Document section section start

That changed when a management consultant signed on to write a plan for strategic development. Wolfgang Schürer, an economist, had already established one successful international meeting – the International Management Symposium (today the St. Gallen Symposium). Over the next fifteen years (he retired from the Lindau meetings last year), he organized another, a story laid out in Science at First Hand, by Ralph Burmester, originally produced for the fiftieth anniversary and updated twice since.

Schürer recommended casting the net for students far more widely than before, essentially around the world; and selecting them more carefully, from nominations forwarded by their home institutions.  He advocated for opening a professional meeting office. He successfully raised funds from a wide variety of corporate and government sponsors, beginning with a landmark ten-year grant from the Swiss pharmaceutical giant Novartis.

He pressed, too for adding a meeting to the summer calendar for prize laureates in economic sciences, first awarded in 1969, a new Nobel Prize in everything but name. (Officially it’s the Swedish Central Bank Prize in Economic Sciences in Memory of Alfred Nobel.)   The first such meeting, anchored by Robert Solow, was held in 2004; and so enthusiastic were its guests and funders that they tried it again for a time at two year-intervals.

The Sixth Annual Lindau Meeting on Economic Sciences concluded a week ago, sixteen laureates (a seventeenth forgot his passport!) and 233 up-and-comers from 66 countries.  Most groups self-segregate, and apparently Nobel economists are no exception. In general, laureates identified in their post-Nobel career mainly as authors (at least in my mind) stayed away: Not there were Joseph Stiglitz, Paul Krugman, Robert Shiller, Angus Deaton, Daniel Kahneman, George Akerlof, Edmund Phelps, and Michael Spence.

The sixteen who showed up were all in some degree still trying to influence economics from the inside. Some celebrated teachers were absent (Alvin Roth, also an author, and Eugene Fama come to mind). Incipient authors were among those who were present. Jean Tirole has a new book appearing this month, Economics for the Common Good.  But, in general, the sample reflected the different agendas to which economics laureates devote themselves after their new-found fame: continue to work in the field, or seek to persuade a lay audience.

Document section section end
Data for review section start

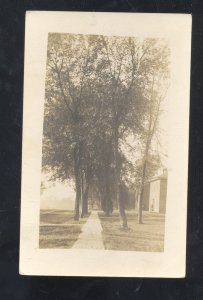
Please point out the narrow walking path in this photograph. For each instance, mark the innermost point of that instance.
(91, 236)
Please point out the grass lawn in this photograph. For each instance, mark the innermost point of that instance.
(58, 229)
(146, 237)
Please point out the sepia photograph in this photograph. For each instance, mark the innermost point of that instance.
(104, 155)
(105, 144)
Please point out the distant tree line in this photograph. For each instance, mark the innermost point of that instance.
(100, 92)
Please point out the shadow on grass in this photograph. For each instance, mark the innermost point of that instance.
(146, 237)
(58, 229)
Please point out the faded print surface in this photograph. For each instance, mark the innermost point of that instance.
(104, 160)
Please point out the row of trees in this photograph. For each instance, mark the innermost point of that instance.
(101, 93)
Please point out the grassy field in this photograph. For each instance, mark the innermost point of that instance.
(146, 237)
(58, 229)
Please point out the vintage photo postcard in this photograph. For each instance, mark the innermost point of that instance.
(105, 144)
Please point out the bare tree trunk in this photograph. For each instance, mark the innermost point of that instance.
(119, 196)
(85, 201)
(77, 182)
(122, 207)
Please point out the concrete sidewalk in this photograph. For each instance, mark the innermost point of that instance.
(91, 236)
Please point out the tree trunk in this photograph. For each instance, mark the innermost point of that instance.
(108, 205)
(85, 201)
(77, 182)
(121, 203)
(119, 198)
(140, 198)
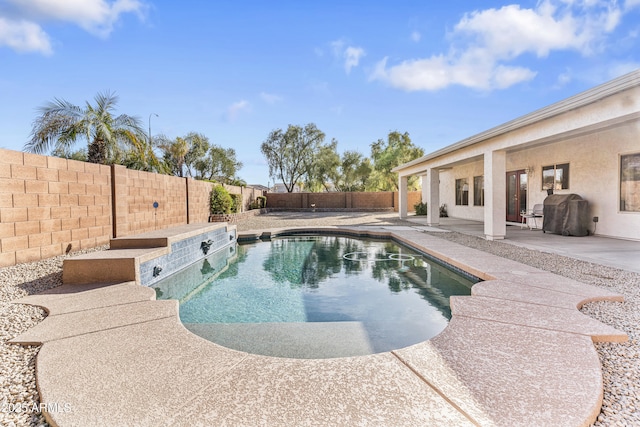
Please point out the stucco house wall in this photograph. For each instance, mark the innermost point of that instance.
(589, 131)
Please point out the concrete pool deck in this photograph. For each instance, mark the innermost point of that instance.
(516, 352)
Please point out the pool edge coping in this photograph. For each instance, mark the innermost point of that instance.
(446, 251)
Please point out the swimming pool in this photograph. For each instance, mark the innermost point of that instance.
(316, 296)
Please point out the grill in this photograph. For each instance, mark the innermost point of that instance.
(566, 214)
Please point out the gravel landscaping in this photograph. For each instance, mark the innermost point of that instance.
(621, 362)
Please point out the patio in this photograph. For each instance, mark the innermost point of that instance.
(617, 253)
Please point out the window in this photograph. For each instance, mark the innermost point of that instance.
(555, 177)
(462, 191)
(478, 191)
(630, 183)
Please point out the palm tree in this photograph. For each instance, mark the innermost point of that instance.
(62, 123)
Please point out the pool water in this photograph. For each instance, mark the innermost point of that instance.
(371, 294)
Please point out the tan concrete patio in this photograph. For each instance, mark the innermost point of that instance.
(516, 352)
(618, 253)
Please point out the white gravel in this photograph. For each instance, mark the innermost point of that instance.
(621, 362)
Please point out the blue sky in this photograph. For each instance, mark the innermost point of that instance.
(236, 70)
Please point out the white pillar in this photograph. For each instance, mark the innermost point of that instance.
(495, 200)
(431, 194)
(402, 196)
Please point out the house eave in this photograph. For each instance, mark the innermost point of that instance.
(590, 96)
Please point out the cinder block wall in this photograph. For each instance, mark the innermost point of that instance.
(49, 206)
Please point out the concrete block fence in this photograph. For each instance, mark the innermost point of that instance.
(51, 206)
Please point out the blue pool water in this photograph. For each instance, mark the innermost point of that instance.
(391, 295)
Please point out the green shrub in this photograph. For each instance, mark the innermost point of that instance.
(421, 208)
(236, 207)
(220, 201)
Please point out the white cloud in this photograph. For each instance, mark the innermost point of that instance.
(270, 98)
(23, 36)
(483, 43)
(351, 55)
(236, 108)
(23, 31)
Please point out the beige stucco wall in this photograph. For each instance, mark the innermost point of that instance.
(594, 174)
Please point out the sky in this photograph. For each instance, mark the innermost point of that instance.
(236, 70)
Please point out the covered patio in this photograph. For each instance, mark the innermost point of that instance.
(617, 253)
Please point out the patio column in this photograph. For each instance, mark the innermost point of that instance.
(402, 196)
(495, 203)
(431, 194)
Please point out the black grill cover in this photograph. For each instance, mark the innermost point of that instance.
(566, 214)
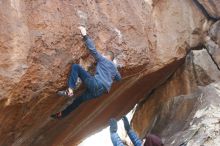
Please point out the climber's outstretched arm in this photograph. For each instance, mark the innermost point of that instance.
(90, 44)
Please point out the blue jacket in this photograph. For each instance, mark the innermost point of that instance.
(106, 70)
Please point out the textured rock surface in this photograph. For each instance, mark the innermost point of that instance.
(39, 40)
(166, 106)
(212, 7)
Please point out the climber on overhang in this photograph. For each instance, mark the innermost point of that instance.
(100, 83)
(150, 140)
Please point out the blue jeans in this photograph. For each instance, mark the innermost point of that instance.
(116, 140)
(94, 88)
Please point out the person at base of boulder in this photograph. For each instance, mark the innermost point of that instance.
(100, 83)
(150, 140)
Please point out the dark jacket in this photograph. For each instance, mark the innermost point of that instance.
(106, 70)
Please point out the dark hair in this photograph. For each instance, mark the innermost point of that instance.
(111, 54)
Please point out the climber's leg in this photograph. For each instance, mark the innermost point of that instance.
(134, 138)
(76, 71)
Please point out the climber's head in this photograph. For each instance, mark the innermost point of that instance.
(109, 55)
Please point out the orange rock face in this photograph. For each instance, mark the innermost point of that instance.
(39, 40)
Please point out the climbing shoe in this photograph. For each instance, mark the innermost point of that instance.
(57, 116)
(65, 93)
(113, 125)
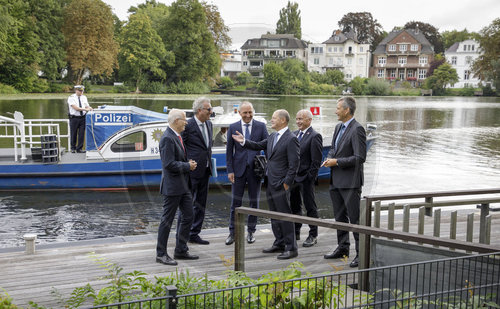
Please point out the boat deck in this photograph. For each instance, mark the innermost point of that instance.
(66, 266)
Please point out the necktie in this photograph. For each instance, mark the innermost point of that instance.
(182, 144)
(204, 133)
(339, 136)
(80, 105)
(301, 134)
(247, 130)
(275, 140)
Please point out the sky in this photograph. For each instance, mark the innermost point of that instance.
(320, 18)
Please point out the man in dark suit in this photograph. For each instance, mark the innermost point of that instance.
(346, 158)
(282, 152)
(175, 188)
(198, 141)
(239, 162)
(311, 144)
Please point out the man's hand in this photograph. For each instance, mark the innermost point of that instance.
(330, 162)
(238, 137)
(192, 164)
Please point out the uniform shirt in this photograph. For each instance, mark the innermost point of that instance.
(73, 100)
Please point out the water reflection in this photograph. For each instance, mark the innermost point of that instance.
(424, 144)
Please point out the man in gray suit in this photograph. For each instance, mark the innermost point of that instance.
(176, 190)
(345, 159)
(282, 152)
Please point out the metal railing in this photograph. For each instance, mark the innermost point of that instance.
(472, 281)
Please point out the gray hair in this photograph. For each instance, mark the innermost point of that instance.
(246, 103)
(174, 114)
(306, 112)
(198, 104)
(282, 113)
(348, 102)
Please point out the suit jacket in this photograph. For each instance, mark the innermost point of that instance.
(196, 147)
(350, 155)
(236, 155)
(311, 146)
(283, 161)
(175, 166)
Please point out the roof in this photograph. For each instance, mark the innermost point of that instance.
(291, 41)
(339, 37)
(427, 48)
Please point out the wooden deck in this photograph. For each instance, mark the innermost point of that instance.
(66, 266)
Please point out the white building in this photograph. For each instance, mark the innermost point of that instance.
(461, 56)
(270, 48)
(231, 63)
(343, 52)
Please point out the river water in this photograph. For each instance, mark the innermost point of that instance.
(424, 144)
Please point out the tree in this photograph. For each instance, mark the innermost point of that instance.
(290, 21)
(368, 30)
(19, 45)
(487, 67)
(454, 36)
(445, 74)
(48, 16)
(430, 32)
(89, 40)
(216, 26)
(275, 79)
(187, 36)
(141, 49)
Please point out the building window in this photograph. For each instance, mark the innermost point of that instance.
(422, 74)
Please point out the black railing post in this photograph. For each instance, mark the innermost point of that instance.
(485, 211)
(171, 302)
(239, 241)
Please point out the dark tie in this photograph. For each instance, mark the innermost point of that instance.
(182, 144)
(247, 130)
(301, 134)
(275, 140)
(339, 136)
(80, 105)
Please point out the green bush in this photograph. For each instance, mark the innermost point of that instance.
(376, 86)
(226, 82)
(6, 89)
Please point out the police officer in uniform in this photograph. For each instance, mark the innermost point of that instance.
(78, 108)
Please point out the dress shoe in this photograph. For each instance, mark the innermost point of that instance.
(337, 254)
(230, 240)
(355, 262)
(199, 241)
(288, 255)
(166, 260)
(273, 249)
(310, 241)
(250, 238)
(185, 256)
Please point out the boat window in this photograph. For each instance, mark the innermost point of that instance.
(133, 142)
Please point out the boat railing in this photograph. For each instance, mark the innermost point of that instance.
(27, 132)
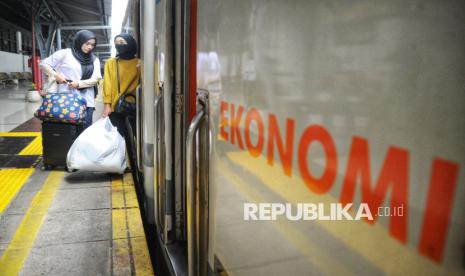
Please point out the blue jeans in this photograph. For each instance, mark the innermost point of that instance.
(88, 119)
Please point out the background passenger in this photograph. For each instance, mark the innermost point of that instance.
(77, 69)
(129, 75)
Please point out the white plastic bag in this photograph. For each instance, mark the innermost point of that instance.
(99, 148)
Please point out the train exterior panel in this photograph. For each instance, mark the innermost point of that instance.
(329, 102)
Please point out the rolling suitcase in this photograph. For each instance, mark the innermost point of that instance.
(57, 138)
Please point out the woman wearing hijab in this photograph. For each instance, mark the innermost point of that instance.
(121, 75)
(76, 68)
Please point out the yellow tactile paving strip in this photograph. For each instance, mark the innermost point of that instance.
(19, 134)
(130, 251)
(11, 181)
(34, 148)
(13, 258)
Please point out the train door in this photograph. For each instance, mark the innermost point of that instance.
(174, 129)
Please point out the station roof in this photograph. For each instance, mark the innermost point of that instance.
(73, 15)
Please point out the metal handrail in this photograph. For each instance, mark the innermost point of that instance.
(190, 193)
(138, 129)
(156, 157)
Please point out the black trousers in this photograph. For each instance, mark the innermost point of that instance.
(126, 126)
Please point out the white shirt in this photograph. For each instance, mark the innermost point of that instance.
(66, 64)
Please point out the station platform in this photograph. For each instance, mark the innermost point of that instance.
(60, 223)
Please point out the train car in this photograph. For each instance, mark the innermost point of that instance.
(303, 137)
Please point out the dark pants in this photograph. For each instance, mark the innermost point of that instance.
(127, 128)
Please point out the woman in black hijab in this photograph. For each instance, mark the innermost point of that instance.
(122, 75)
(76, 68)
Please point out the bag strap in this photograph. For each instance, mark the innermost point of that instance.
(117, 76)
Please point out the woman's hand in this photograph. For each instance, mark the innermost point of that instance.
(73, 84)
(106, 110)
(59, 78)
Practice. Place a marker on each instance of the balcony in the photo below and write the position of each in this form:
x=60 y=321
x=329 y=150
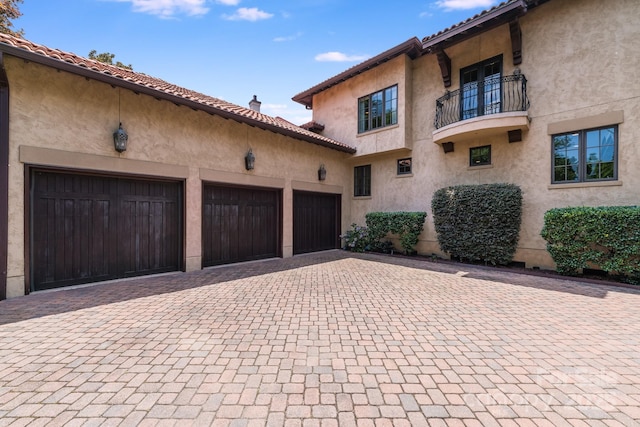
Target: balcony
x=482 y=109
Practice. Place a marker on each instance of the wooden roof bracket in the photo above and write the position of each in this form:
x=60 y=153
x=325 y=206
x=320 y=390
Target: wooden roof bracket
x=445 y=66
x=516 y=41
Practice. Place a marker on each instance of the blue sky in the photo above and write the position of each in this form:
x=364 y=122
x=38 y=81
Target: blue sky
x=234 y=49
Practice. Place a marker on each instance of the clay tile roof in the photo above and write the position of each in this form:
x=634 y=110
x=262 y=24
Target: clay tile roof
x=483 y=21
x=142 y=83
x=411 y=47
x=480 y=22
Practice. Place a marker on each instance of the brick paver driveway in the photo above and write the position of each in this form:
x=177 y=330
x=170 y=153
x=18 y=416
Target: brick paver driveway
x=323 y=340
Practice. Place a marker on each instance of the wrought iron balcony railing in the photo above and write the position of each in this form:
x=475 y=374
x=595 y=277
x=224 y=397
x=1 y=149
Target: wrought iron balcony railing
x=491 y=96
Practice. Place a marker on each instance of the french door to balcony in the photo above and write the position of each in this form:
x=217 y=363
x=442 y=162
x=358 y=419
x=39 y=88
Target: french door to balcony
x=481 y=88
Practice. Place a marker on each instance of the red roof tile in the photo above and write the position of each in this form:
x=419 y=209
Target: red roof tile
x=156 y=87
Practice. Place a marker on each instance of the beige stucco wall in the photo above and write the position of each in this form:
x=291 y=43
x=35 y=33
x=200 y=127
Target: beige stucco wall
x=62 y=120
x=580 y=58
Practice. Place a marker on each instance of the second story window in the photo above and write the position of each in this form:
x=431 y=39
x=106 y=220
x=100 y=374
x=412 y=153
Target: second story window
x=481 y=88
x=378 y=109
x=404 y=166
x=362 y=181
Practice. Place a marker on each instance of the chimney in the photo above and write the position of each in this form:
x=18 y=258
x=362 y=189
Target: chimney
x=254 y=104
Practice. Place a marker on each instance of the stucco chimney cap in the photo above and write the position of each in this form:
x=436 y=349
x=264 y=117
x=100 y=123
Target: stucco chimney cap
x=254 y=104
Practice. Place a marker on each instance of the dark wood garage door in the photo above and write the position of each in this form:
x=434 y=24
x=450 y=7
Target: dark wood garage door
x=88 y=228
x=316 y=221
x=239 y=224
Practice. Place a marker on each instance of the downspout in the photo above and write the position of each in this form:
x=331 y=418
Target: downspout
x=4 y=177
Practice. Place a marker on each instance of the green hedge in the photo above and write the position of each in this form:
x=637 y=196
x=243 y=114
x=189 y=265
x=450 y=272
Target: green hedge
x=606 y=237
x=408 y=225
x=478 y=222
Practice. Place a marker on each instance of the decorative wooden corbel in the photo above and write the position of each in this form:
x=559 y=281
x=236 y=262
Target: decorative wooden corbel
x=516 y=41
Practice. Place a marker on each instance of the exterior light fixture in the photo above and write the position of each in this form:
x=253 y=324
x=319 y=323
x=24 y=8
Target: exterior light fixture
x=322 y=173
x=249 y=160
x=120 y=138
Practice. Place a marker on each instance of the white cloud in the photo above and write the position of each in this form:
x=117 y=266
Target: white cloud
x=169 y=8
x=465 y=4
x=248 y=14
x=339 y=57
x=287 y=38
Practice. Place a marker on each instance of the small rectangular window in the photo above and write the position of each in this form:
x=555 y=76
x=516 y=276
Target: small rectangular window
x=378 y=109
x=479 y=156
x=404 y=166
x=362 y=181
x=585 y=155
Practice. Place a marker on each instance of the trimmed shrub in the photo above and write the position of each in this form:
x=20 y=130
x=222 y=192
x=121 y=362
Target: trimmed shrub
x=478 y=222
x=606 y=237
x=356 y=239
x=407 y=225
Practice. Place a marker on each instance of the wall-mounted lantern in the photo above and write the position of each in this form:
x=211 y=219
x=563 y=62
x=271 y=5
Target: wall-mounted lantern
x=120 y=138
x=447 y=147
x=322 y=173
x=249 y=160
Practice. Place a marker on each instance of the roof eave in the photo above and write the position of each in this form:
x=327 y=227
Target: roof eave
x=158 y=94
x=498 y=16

Data for review section end

> [Exercise instructions]:
**a.** Write out the text on the Lindau meetings from "Schürer recommended casting" up to and including "pharmaceutical giant Novartis.".
**b.** Carry on the text on the Lindau meetings, picking up right after its last sentence.
The records have nothing to do with what you are asked here.

> [Responses to the tasks]:
**a.**
Schürer recommended casting the net for students far more widely than before, essentially around the world; and selecting them more carefully, from nominations forwarded by their home institutions.  He advocated for opening a professional meeting office. He successfully raised funds from a wide variety of corporate and government sponsors, beginning with a landmark ten-year grant from the Swiss pharmaceutical giant Novartis.

**b.**
Thus one day Daniel McFadden lectured on Foundations of Welfare Economics; Peter Diamond on Good Pension Design; Robert Aumann on Mechanism Design Design (sic):  Why Consciousness Evolved; Sir James Mirrlees on Bounded Rationality and Economic Policy; and Roger Myerson on Local Agency Cost of Political Centralization.

The next day Lars Peter Hansen lectured on Wrestling with Uncertainty in Climate Economic Models; Bengt Holmström on Debt and Money Markets; Finn Kydland on Innovation, Capital Formation, and Economic Policy; Edward Prescott on Fiat Value in the Theory of Value; Christopher Sims on the Myth of the Stand-alone Central Bank; Sir Christopher Pissarides on Work in the Age of Robots.

And on the day after that, James Heckman lectured on Unordered Monotonicity, Myron Scholes on The Evolution of Investment Management, Oliver Hart on Should a Company Pursue Shareholder Value; Tirole on Moral Reasoning, Markets and Organizations; and Eric Maskin on A Better Way to Choose Presidents.  Vernon Smith, turned aside by passport difficulties, would have spoken on Adam Smith on Conduct and Rules: Trust Games, Emergence of Property, Wealth Creation.

Afternoons, laureates divided up and presided over nine “master classes,” sessions in which students took turns presenting ten-minute talks on their work in exchange for comments for the front row.

Between times there were three panel discussions of which the last, on inequality, was the best.

It was an exhilarating experience for those who were there. You can watch as much as you like of what is there on the website. In my judgement, nothing was said that was particularly newsworthy, including Mario Draghi’s keynote speech – at least nothing that won’t take a good deal more shoe leather to turn into an item.

The boat trip is still the best part.